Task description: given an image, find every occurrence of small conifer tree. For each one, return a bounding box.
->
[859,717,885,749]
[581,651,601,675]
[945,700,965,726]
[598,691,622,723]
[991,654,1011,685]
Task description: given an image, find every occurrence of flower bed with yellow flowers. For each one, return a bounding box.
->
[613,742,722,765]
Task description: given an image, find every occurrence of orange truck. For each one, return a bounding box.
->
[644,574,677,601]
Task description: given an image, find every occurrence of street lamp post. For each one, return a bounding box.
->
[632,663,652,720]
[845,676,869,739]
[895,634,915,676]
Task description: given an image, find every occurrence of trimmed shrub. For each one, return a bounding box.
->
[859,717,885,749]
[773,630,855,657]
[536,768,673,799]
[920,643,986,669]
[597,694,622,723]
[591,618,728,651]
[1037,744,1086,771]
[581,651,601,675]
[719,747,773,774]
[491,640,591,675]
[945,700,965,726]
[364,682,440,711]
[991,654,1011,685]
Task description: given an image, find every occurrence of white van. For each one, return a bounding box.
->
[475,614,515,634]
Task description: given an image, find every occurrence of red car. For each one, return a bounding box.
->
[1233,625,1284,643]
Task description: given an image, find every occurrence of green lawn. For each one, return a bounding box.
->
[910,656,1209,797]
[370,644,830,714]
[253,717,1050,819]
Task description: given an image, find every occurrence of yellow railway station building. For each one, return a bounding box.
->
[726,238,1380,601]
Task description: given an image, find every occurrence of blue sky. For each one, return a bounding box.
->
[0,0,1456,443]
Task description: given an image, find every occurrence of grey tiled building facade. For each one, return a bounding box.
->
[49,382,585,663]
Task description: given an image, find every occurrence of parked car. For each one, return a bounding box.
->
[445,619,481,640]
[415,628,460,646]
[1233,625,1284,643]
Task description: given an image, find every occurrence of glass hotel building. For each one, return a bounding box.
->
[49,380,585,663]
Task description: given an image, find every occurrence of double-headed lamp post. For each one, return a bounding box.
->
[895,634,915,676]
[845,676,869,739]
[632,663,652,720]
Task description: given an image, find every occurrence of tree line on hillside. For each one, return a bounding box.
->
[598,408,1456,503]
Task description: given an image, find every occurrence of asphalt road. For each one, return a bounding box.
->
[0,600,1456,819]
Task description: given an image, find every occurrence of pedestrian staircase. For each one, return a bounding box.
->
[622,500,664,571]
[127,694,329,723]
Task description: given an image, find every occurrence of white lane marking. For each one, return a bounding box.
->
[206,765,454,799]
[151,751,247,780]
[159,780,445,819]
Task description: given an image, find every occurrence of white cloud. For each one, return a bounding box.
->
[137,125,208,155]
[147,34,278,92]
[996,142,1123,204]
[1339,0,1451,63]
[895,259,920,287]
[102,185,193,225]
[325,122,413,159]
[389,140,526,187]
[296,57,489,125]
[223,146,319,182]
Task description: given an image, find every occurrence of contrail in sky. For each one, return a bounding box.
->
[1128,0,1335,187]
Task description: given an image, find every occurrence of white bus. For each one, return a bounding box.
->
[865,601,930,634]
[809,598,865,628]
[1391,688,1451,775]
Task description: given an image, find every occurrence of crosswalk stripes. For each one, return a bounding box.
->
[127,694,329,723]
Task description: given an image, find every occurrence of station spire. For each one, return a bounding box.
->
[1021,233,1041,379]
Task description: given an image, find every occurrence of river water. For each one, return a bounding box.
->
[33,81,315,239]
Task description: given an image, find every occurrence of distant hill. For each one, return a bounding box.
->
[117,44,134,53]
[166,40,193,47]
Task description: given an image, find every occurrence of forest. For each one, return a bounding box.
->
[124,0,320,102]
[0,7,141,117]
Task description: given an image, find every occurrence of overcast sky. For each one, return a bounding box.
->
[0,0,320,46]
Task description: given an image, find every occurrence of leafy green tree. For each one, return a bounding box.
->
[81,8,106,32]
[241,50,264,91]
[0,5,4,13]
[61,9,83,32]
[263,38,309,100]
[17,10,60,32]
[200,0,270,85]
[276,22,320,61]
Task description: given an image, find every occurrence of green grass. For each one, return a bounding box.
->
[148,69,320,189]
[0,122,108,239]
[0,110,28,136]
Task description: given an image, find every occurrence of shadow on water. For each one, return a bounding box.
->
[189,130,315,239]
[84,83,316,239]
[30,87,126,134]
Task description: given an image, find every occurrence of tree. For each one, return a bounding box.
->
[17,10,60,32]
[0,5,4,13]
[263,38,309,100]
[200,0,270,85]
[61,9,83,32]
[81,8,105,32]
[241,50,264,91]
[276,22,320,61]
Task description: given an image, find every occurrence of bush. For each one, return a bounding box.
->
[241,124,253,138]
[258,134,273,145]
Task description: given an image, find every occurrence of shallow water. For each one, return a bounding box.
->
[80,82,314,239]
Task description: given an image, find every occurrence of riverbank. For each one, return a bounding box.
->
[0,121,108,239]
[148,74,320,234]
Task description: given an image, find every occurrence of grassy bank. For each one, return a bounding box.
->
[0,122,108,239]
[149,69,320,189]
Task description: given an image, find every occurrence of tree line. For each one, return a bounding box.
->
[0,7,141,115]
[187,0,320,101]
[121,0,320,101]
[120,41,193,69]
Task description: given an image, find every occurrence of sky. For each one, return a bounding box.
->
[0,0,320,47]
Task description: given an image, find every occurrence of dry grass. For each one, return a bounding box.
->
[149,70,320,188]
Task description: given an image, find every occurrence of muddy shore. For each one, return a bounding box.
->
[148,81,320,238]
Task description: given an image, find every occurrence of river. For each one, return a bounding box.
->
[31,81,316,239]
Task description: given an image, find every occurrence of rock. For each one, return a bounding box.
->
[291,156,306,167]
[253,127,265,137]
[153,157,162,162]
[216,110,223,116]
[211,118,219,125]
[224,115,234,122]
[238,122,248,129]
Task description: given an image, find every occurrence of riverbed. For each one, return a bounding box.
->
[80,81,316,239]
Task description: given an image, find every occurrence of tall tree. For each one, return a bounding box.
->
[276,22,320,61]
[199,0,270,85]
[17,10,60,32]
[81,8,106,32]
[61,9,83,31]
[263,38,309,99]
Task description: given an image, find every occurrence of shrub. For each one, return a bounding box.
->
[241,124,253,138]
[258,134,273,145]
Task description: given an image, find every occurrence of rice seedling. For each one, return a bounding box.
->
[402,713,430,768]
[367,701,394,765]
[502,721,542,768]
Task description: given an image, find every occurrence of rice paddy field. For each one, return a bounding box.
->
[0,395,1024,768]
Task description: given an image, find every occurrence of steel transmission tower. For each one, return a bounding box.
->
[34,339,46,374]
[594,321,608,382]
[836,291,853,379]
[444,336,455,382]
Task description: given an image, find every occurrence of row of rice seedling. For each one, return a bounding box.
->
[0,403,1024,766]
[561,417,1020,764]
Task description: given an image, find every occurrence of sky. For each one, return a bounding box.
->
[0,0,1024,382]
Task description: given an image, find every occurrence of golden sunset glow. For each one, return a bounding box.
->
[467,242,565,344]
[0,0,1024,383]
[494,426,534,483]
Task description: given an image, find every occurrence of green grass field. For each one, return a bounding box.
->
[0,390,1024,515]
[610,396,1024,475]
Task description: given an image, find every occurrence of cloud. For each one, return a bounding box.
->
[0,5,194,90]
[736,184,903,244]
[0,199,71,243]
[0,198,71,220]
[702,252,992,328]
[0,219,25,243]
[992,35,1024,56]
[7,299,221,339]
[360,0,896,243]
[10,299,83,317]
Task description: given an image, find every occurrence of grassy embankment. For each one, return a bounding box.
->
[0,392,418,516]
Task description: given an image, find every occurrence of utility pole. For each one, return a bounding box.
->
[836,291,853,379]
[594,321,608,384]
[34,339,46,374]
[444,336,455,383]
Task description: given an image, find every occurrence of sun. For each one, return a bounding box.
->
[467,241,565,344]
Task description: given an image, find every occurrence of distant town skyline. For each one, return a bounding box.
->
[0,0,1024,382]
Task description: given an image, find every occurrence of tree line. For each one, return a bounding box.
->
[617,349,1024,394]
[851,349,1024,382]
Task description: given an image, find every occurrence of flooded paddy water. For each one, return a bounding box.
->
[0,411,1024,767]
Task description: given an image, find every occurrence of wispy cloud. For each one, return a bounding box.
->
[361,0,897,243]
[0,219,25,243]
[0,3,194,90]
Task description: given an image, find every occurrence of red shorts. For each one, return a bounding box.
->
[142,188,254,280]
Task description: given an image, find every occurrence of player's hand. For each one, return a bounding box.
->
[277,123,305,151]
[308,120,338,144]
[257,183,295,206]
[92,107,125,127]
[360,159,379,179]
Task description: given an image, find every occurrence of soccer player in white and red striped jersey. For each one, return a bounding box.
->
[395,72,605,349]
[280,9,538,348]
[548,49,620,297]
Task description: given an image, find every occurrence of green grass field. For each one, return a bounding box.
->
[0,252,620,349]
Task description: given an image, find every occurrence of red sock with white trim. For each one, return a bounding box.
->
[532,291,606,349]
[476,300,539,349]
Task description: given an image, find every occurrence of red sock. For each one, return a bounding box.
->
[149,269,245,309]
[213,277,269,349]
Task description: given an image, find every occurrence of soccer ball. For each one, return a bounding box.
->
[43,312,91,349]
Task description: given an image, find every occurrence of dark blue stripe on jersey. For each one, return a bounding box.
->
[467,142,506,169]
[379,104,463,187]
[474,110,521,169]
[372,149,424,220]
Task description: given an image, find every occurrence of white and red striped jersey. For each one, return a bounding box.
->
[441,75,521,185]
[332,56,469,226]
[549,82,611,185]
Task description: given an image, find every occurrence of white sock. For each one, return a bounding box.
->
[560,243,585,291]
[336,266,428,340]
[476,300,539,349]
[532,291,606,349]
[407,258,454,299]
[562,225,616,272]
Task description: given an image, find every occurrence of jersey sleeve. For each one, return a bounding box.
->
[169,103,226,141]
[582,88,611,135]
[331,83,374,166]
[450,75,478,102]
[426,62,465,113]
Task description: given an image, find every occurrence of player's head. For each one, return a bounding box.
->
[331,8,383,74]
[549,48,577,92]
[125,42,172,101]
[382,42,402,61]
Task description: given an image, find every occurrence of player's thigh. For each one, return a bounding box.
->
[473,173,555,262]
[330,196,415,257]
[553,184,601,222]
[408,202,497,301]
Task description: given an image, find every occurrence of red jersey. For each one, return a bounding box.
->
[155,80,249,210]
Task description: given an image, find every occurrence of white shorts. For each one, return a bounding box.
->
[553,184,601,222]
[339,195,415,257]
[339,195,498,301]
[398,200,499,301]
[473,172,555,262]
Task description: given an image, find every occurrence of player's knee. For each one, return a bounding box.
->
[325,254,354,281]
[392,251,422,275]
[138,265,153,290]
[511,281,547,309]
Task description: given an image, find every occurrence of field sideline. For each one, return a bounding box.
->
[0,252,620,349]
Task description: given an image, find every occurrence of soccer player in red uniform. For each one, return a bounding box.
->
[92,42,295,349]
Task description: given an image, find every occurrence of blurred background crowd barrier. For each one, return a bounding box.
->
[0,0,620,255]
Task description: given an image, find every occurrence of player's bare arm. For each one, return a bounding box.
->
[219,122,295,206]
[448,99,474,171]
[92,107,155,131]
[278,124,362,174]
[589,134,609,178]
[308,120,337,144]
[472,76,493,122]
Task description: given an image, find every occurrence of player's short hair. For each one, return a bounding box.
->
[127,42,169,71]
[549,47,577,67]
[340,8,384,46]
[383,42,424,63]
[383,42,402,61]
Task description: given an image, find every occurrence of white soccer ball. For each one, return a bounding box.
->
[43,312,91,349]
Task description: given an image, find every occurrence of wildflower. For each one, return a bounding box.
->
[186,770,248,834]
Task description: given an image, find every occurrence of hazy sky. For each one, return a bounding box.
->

## What to work on
Please repeat the records between the lines holding "marking. For each one, return a bounding box." and "[166,40,193,47]", inclusive, substituting "white coach" for "white bus" and leaving everything else unchanged.

## Worked solution
Task description: given an image, find every occurrence of white lane marking. For each one, return a bounding box.
->
[206,765,454,799]
[151,751,247,780]
[159,780,445,819]
Task description: given an image, find every occurrence of white cloud. For each one, return a bounding box.
->
[137,125,208,155]
[147,34,278,92]
[996,142,1123,204]
[1339,0,1451,63]
[895,259,920,287]
[102,185,193,225]
[325,122,413,159]
[389,140,526,187]
[296,57,489,125]
[223,146,319,182]
Task description: given an image, find every occurrence of contrail in sky. For each one, return a bounding box.
->
[1128,0,1335,187]
Task description: given an image, find every occurrence of white coach. For each one, return a bounding box.
->
[865,601,930,634]
[809,598,865,628]
[1391,688,1451,775]
Task description: given an image, find every occurrence of crosswalk stripes. For each one, return a bounding box.
->
[127,694,329,723]
Task description: given an image, find every occurrence of station spire. For each one, return a bounding box.
->
[1021,233,1041,379]
Task description: given an image, find every occurrence of river water. For each one, return a bounding box.
->
[33,81,315,239]
Task description: given an image, find every occurrence of distant hill. For each one, return a bounding box.
->
[117,44,134,53]
[166,40,193,47]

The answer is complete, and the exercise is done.